| Exercise instructions |
Rewrite the lines starting at the one containing "Your task is to locate every instance of green leaf" and ending at the one containing "(705, 379), (732, 394)" as a Markdown table with the columns Row and Line. Put a row number in the first column and each line in the second, skipping blank lines.

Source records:
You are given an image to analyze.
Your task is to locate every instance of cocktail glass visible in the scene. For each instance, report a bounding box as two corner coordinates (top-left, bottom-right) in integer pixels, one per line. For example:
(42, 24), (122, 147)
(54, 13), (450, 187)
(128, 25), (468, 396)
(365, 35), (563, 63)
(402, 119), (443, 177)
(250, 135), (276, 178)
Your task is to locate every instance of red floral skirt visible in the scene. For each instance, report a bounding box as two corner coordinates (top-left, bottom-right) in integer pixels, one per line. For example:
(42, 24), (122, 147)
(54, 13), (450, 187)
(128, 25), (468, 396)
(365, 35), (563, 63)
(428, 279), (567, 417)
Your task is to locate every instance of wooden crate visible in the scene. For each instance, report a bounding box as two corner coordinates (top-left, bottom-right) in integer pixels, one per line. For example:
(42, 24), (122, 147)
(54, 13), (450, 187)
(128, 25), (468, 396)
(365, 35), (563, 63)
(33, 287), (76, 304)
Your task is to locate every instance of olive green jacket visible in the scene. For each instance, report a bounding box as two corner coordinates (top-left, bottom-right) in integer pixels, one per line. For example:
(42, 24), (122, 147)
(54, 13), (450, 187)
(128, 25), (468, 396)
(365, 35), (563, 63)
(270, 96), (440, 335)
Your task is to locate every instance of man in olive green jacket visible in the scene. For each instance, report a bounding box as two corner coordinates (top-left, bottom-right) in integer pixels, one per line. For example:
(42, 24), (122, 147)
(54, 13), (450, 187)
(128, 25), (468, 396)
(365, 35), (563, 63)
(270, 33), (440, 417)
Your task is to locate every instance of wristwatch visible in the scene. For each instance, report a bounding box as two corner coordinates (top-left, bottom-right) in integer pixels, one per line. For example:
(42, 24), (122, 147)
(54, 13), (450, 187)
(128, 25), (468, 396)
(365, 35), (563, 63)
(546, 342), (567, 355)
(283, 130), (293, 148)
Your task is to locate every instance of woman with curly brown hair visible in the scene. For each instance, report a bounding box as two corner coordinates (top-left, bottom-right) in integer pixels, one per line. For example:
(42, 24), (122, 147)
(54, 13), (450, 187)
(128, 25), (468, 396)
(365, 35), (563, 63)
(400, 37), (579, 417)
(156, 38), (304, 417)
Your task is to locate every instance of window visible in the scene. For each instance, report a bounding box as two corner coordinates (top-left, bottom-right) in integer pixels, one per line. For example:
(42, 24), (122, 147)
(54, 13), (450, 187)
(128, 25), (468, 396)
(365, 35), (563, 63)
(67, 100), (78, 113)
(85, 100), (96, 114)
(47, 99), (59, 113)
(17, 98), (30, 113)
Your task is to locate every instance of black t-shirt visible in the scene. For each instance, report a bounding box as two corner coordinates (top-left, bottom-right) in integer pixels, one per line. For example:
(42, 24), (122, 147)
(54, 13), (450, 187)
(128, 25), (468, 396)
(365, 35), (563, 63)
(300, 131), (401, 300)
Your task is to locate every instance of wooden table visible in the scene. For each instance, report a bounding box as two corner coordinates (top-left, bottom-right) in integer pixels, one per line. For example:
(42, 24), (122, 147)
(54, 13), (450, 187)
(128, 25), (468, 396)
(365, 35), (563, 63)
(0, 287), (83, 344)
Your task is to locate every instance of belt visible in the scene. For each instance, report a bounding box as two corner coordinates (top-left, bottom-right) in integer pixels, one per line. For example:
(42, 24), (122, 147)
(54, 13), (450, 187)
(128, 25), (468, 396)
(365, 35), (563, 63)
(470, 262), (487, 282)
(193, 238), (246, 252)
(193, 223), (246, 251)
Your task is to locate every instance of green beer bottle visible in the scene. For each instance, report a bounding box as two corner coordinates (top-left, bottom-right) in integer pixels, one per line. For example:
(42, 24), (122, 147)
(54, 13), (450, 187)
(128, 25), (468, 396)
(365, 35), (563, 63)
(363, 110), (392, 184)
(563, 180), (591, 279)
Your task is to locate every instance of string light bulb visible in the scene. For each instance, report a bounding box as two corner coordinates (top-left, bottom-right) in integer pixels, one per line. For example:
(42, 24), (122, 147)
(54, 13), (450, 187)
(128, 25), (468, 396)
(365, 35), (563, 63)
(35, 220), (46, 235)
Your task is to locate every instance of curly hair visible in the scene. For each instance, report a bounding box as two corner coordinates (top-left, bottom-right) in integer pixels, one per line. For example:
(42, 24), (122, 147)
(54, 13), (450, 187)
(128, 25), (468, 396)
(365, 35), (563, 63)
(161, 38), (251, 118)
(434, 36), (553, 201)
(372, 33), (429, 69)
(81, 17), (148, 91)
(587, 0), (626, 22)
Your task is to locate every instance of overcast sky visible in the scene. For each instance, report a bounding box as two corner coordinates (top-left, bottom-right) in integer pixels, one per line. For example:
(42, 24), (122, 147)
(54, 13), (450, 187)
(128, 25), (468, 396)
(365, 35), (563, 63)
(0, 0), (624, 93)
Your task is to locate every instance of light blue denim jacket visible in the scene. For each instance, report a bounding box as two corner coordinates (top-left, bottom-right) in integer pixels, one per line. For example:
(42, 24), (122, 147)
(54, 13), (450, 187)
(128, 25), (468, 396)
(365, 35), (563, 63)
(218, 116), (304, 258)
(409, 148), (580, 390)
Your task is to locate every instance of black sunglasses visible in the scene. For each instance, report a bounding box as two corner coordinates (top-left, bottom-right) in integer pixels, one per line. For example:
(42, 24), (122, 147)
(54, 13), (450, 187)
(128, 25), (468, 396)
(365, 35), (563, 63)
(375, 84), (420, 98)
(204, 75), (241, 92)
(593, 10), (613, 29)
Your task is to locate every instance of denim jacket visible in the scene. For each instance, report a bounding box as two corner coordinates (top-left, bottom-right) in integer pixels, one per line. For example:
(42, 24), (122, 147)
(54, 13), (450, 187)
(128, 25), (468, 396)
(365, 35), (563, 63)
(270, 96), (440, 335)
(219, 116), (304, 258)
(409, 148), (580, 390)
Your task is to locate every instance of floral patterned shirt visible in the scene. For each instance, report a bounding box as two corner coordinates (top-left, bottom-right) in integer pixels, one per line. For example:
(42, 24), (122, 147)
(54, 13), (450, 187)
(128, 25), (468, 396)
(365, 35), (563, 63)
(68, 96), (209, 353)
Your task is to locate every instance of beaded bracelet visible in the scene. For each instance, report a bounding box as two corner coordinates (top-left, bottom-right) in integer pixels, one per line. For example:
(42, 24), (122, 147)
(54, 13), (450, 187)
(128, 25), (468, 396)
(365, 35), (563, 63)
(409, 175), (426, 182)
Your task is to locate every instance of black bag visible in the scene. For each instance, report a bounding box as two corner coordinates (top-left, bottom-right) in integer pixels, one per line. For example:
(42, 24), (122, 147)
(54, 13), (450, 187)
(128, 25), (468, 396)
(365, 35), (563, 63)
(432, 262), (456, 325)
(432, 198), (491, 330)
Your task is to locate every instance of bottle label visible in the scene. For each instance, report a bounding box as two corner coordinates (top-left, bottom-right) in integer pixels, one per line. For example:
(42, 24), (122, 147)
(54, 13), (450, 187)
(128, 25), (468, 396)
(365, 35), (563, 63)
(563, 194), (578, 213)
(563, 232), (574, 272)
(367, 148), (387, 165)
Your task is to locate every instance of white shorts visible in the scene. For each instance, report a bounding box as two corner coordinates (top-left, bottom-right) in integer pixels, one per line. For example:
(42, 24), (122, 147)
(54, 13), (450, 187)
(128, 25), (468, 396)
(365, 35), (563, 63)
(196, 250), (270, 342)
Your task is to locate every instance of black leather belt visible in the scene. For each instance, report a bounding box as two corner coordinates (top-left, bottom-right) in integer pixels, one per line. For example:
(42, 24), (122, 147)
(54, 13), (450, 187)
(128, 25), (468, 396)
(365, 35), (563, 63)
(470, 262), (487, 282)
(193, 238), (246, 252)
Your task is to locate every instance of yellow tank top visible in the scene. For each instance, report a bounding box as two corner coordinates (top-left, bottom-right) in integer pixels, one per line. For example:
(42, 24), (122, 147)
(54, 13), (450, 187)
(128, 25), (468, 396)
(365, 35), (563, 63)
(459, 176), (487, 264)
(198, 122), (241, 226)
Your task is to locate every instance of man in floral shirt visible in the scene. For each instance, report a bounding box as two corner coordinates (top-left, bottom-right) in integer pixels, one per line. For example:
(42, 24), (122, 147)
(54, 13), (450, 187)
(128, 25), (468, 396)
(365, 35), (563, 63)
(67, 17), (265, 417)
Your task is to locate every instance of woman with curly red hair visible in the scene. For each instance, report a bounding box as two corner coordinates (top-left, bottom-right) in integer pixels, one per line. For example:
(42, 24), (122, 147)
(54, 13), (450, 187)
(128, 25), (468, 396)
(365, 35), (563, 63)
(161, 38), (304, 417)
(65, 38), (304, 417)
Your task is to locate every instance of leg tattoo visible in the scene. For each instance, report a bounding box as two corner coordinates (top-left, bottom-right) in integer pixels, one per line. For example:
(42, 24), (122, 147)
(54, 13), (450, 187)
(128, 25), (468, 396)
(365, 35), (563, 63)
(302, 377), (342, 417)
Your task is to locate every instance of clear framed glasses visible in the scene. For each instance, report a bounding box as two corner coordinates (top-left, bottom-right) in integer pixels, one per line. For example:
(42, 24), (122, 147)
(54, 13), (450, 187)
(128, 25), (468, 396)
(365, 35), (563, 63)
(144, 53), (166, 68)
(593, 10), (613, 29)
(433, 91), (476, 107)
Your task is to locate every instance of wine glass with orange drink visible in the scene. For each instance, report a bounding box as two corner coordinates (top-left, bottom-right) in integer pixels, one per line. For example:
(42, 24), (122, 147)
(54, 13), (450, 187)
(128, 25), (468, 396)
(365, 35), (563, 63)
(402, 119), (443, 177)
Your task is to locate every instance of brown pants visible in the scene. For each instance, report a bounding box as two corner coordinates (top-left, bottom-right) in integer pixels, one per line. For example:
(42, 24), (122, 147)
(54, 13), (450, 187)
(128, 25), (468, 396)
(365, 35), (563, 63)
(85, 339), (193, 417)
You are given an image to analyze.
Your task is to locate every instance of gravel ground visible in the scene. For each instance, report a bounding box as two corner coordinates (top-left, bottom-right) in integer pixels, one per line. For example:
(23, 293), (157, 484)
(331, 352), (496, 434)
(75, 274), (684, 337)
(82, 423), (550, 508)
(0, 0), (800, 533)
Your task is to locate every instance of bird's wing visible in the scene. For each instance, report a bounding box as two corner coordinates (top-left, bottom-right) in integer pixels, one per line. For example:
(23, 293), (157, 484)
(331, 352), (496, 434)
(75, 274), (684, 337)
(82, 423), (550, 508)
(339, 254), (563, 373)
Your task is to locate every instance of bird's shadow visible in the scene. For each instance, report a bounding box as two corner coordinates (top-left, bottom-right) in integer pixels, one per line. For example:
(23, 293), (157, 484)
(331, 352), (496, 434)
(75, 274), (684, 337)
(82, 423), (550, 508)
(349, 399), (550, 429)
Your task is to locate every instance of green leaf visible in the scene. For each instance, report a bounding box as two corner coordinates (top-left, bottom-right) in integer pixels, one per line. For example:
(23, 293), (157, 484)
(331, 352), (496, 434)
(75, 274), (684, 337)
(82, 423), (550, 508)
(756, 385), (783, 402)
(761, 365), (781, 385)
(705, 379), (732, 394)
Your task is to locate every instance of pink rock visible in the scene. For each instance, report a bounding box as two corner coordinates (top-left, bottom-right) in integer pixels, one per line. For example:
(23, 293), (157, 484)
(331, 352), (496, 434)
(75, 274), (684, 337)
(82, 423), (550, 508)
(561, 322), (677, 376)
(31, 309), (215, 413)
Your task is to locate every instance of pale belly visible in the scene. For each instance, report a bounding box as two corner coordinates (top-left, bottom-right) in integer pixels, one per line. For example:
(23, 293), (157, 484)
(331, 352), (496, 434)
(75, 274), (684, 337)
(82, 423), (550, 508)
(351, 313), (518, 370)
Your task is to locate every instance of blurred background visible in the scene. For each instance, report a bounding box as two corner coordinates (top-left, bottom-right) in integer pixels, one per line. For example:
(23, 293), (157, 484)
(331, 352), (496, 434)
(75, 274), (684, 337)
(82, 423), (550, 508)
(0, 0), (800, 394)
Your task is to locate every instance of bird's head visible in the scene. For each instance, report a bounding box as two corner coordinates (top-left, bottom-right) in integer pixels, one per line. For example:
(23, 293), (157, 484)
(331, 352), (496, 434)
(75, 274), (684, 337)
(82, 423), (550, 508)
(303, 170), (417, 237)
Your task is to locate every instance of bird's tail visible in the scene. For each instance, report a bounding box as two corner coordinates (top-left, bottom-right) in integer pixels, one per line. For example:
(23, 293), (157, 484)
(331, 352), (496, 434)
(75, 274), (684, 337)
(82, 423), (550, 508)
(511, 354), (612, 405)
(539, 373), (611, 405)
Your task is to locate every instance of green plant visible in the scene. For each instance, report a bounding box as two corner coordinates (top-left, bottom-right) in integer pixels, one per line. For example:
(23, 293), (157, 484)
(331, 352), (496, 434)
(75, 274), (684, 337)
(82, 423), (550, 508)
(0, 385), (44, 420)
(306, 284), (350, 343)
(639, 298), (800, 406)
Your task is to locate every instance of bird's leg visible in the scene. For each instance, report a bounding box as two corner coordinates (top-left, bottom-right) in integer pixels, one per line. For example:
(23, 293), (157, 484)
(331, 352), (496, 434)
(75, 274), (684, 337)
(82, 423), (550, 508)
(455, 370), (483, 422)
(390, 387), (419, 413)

| Answer to this problem |
| Row | Line |
|---|---|
| 1 | Your task is to locate every instance of green leaf visible in the scene. For each instance, report a bounding box as two corner coordinates (top-left, bottom-right) in integer pixels, one per line. For example: |
| 2 | (23, 293), (157, 484) |
| 3 | (331, 352), (496, 434) |
| 4 | (75, 274), (684, 337) |
| 5 | (82, 423), (550, 508) |
| 6 | (756, 385), (783, 402) |
| 7 | (761, 365), (781, 385) |
| 8 | (705, 379), (732, 394) |